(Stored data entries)
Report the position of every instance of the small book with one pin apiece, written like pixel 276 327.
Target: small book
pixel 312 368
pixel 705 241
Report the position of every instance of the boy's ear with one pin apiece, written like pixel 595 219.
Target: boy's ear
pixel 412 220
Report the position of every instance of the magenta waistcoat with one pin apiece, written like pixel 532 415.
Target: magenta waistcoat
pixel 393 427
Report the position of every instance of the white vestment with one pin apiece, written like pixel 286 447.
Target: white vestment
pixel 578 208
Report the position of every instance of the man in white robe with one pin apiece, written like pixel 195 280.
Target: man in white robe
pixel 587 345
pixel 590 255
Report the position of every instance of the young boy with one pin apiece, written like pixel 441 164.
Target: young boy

#### [Task]
All of the data above should be reproduced verbatim.

#### [Completed task]
Report the position of every instance of the small book with one pin apiece, written like pixel 276 327.
Target: small book
pixel 312 368
pixel 705 241
Report the position of every instance of the boy's ear with one pin apiece, written like pixel 595 219.
Target: boy's ear
pixel 412 220
Report the position of every instance of the magenta waistcoat with one pin apiece, written like pixel 532 415.
Target: magenta waistcoat
pixel 393 427
Report the position of every instance of the white vestment with one pin apiece, written like pixel 286 447.
Target: white vestment
pixel 578 208
Report the position of every instance of the man in white robe with one pin apiece, written like pixel 195 280.
Target: man in white robe
pixel 587 345
pixel 590 255
Report the position of every instance of the young boy with one pin apiece, written like pixel 441 164.
Target: young boy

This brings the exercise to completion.